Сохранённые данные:
----

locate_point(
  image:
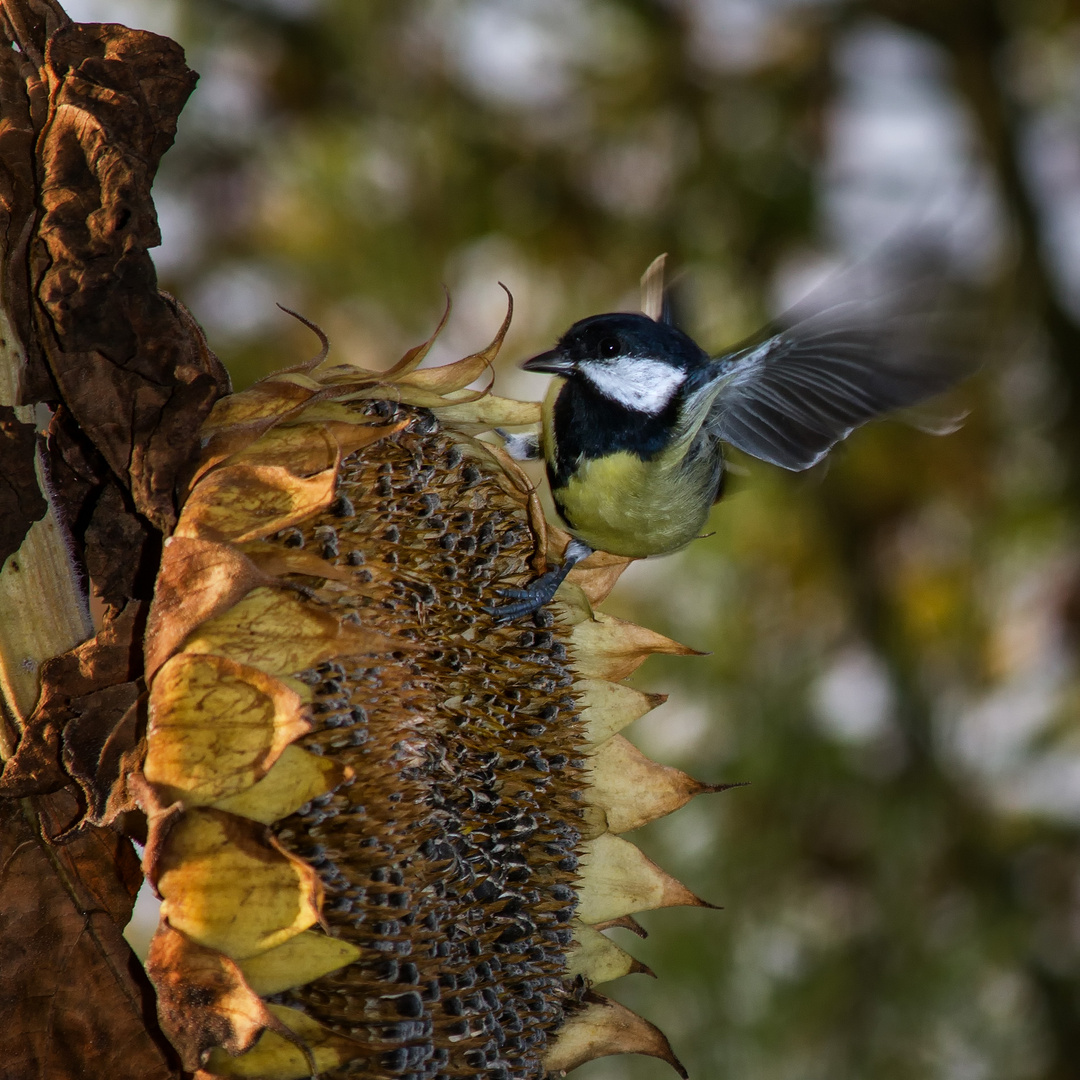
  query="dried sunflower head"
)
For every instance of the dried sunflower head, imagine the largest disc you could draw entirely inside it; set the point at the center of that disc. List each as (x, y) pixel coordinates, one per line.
(385, 829)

----

* Короткое задание
Перепишите все строки записей выше в виде таблицы Markdown с двумя столбцами, «Номер» и «Строка», а пустые строки пропустите. Картинки в ответ не включайте.

* Результат задания
| Номер | Строка |
|---|---|
| 1 | locate_point( |
| 2 |   image: |
| 3 |   query="dried sunflower head" |
| 4 | ) |
| 5 | For every instance of the dried sunflower head, imagine the largest disc you could draw entirely inside it; set the point at the center of that disc. List each as (x, y) pixel coordinates, one per line. |
| 6 | (385, 829) |